Please reproduce exactly the line that carries "Find every instance of the paved" and all remaining lines through the last line of the data, and write nothing else.
***
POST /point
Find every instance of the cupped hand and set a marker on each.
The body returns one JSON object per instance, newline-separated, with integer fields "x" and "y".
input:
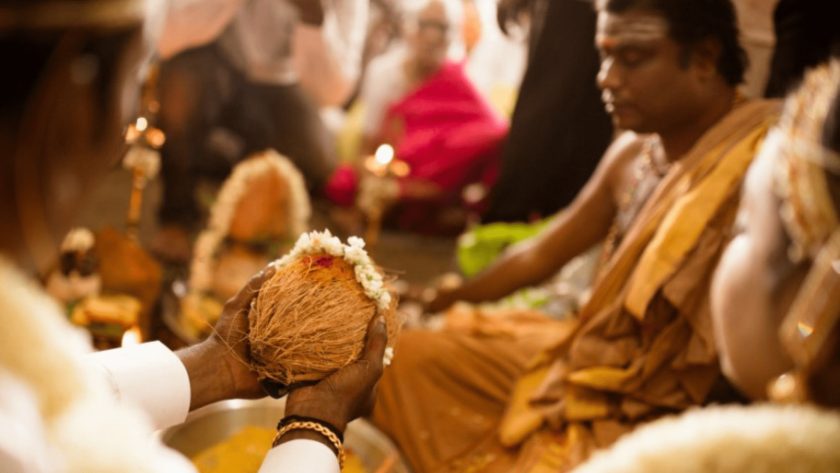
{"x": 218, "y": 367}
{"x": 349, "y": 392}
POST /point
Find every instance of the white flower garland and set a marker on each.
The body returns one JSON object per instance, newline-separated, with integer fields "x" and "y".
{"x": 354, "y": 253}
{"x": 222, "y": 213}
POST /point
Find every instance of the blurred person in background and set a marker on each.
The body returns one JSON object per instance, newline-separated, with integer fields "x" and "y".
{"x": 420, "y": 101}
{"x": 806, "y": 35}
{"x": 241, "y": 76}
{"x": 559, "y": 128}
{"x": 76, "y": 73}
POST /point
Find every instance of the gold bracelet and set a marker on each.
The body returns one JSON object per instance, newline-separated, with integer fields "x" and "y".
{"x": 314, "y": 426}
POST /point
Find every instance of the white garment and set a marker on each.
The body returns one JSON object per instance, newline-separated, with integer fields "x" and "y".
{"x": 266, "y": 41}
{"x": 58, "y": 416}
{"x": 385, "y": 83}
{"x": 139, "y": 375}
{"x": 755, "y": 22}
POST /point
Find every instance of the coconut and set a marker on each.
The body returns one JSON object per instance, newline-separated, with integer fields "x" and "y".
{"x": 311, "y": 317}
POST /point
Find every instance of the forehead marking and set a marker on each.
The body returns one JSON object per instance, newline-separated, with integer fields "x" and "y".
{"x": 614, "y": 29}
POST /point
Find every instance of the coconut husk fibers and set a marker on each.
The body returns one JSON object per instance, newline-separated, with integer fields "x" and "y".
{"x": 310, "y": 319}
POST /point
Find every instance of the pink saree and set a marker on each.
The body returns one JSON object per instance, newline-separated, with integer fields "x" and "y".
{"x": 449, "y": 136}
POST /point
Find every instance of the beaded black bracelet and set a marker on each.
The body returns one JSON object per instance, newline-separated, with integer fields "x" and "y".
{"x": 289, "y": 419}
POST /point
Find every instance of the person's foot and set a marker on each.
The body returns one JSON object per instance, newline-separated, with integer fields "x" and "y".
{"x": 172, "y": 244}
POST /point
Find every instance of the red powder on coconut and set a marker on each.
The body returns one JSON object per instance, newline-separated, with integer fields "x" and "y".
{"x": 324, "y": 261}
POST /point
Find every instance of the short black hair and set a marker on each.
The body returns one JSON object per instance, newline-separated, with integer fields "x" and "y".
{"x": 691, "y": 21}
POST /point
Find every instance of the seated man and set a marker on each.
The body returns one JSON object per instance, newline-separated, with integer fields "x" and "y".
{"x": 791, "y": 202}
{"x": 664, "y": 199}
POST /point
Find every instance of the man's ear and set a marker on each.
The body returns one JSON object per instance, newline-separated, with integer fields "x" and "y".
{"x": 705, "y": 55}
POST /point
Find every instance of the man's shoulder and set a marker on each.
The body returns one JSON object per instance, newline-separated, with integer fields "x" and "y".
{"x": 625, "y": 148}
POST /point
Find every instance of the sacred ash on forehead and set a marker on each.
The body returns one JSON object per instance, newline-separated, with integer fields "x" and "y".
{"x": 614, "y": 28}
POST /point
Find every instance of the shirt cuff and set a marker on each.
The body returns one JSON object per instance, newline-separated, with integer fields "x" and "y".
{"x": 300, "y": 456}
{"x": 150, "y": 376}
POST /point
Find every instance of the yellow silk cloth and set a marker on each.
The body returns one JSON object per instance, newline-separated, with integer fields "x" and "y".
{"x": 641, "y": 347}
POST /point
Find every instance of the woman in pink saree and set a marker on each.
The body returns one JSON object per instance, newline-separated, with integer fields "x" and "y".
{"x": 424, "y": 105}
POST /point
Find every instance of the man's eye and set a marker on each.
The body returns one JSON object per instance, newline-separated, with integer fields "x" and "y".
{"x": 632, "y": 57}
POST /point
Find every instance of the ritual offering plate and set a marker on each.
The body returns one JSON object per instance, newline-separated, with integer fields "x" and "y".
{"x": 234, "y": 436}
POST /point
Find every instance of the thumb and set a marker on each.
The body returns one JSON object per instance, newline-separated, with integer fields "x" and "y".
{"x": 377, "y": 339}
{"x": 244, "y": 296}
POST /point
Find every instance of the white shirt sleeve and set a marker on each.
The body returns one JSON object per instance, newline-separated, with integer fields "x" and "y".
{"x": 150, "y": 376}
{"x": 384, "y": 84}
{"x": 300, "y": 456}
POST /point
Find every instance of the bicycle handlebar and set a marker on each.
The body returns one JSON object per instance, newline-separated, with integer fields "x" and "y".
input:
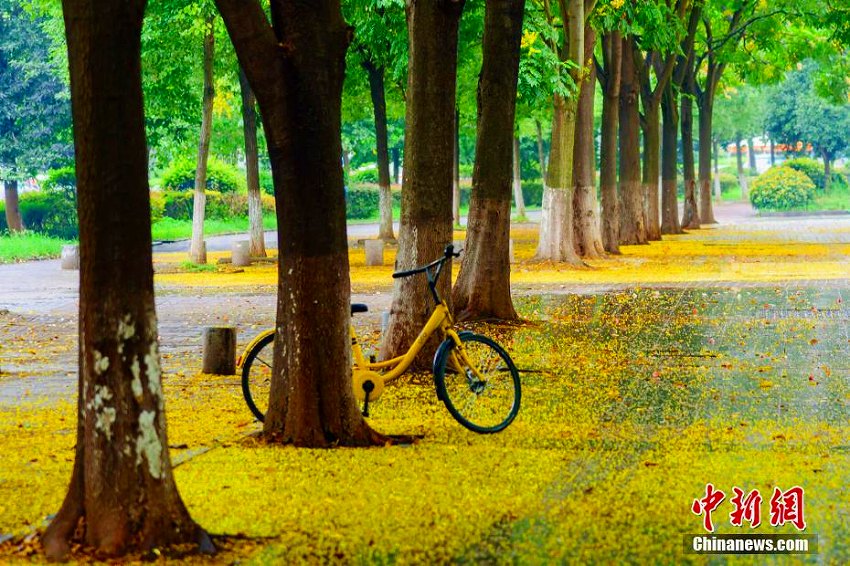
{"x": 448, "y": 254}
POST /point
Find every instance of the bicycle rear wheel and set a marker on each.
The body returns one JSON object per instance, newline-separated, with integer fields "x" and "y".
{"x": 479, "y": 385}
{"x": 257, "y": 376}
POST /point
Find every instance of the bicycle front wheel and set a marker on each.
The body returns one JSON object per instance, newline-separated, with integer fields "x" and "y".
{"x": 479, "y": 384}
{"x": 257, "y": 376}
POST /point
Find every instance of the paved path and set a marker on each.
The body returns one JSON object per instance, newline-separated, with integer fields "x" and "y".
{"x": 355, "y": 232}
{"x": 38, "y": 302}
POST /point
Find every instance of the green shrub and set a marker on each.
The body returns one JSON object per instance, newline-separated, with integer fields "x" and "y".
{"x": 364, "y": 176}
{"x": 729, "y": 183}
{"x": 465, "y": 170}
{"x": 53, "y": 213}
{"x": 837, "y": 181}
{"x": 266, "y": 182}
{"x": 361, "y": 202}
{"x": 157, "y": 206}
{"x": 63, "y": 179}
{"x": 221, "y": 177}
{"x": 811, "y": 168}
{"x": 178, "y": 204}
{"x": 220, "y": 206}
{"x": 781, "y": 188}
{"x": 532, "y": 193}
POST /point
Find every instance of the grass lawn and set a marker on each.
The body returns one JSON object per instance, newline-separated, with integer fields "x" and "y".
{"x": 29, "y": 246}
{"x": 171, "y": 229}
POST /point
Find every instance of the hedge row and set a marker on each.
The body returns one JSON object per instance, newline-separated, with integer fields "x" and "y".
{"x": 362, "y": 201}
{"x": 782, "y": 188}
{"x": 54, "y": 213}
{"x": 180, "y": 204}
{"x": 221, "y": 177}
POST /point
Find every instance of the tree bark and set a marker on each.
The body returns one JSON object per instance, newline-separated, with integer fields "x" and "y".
***
Answer to this exercise:
Find every instance of the paved path and set a marker on each.
The body returns one JSON object per instance, newline-separated, with integer fields "x" and "y".
{"x": 355, "y": 232}
{"x": 38, "y": 302}
POST /point
Find every instance of the green shrub and set a marker on each.
The body returns one JSON object per instance, newline-separated, with integer fields "x" and "y".
{"x": 364, "y": 176}
{"x": 729, "y": 183}
{"x": 465, "y": 170}
{"x": 53, "y": 213}
{"x": 837, "y": 181}
{"x": 266, "y": 182}
{"x": 361, "y": 202}
{"x": 157, "y": 206}
{"x": 63, "y": 179}
{"x": 221, "y": 177}
{"x": 811, "y": 168}
{"x": 178, "y": 204}
{"x": 220, "y": 206}
{"x": 781, "y": 188}
{"x": 532, "y": 193}
POST /point
Find every instance of the grass lawn and set a marker on each.
The body returns one JSON object per instance, newline-separated, with integer fields "x" and "y".
{"x": 29, "y": 246}
{"x": 171, "y": 229}
POST /point
Find every instance of the hedge row and set a marker on each.
The body returns one JSON object per instance, newline-separated, with integer fields "x" and "y".
{"x": 362, "y": 201}
{"x": 782, "y": 188}
{"x": 54, "y": 213}
{"x": 180, "y": 204}
{"x": 221, "y": 177}
POST /point
Find every instance of the tree bark and set a marker on each.
The body returns one JSON object per instance, newline-separated, with integer fields "x" and "y".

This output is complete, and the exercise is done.